• Exercise brief: Only the lines from the beginning of the data below through the line that contains "Write them as" should be repeated, exactly as written.

• Stored data:
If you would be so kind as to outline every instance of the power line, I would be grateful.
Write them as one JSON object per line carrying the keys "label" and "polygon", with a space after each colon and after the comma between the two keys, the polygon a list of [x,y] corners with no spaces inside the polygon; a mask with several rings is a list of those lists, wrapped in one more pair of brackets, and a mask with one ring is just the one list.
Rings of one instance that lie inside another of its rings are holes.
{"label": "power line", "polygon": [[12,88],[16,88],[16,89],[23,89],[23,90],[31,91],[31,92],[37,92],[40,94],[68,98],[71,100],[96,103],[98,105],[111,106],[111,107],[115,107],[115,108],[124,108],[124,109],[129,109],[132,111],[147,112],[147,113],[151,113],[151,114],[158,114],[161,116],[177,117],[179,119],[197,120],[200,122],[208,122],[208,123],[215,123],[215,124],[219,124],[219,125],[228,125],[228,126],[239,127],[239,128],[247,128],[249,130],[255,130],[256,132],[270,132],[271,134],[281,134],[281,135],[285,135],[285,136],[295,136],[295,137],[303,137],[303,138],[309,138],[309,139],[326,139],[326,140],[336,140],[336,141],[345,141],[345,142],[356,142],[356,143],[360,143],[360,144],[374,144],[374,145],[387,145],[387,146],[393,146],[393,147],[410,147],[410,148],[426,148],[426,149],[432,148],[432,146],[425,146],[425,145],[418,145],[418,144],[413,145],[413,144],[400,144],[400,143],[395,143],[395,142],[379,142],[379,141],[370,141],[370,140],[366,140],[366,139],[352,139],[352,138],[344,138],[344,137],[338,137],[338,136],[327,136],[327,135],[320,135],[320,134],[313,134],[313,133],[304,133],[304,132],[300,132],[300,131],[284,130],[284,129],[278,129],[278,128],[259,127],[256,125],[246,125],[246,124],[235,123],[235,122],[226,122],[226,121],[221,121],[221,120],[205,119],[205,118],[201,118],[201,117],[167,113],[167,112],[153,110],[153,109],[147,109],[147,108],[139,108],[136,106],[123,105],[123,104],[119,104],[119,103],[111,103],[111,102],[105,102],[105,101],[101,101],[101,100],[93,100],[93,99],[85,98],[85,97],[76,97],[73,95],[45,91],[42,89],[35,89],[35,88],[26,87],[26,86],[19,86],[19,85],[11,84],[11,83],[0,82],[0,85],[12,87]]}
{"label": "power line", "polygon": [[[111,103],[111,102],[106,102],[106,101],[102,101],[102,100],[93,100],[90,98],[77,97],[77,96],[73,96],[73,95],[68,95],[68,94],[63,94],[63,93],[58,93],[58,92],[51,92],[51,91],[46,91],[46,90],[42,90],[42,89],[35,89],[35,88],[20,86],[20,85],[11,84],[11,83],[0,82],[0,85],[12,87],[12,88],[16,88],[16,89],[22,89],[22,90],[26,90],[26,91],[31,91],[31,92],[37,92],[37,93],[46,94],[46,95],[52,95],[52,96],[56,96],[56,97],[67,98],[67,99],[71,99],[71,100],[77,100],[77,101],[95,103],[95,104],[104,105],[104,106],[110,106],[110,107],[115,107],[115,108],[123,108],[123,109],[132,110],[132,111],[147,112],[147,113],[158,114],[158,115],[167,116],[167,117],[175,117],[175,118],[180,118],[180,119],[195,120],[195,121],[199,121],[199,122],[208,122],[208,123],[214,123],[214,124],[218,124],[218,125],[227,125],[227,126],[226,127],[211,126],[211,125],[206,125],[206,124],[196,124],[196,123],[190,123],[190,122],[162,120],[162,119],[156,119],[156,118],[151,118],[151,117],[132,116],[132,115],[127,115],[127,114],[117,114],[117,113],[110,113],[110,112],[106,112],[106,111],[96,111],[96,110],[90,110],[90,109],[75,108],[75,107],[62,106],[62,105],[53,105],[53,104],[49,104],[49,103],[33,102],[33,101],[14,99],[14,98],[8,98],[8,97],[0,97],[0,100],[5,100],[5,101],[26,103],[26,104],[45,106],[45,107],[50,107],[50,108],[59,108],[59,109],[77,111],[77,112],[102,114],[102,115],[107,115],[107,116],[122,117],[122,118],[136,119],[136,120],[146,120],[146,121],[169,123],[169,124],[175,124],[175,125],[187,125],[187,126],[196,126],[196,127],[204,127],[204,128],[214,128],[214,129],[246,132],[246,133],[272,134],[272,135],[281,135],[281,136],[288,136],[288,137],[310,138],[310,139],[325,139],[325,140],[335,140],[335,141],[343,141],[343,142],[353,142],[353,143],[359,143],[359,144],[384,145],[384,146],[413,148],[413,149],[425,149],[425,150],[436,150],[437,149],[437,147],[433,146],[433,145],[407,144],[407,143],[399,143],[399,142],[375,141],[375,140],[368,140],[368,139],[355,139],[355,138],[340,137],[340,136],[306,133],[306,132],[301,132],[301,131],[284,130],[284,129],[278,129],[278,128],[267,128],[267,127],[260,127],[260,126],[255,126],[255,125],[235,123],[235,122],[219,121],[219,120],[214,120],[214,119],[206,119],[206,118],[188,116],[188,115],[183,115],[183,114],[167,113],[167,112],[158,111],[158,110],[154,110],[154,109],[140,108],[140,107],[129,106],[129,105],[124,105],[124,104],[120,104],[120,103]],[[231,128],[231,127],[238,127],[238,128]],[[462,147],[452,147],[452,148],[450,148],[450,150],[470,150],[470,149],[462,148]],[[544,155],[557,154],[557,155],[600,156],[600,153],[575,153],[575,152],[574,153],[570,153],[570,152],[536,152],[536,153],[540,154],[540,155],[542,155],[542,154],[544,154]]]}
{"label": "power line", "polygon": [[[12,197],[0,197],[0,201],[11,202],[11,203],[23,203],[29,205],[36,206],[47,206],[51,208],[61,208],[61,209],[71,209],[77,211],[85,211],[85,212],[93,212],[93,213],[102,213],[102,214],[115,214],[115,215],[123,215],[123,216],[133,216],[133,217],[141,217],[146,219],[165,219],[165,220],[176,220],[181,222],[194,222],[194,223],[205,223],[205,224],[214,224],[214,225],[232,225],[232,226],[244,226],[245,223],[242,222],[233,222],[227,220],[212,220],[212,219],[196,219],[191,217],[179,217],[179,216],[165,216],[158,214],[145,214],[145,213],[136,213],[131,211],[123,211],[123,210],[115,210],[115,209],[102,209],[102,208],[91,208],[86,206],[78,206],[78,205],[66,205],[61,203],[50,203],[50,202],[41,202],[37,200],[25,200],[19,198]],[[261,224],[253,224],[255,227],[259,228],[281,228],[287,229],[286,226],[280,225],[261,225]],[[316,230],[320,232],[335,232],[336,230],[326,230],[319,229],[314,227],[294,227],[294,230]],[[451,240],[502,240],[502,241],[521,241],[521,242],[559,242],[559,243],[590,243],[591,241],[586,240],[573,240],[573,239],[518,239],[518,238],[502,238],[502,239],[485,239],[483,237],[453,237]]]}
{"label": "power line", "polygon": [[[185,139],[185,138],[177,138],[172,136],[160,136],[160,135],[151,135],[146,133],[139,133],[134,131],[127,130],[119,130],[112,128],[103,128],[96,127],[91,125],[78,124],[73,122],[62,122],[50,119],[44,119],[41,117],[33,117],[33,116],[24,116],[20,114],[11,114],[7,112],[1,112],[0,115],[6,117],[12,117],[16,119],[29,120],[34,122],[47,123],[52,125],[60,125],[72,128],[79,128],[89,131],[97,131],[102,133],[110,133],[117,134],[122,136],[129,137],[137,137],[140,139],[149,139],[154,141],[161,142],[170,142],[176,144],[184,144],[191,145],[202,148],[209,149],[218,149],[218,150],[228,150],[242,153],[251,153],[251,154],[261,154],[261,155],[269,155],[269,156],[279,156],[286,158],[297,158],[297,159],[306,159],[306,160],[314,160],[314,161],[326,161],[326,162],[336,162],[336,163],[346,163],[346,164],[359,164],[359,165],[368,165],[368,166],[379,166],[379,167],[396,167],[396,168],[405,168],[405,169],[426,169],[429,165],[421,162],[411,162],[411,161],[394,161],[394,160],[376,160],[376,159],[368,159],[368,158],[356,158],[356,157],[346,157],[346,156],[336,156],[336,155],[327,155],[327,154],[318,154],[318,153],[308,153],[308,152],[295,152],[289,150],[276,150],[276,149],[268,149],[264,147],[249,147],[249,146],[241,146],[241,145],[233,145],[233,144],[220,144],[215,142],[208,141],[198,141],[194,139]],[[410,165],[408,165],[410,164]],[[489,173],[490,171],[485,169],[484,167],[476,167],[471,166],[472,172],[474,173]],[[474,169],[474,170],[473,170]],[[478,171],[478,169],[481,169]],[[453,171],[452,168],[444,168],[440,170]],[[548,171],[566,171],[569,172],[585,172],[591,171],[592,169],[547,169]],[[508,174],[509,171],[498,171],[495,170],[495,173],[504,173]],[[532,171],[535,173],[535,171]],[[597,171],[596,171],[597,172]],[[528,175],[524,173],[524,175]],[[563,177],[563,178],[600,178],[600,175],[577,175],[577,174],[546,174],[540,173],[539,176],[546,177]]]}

• Solution:
If you would be so kind as to outline every instance of the power line, I would be grateful.
Write them as one JSON object per line carrying the keys "label" and "polygon", with a space after each colon and after the comma between the two keys, the polygon a list of [x,y] corners with no spaces inside the polygon; a mask with several rings is a list of those lists, wrapped in one more pair of brackets, and a mask with one ring is just the one list.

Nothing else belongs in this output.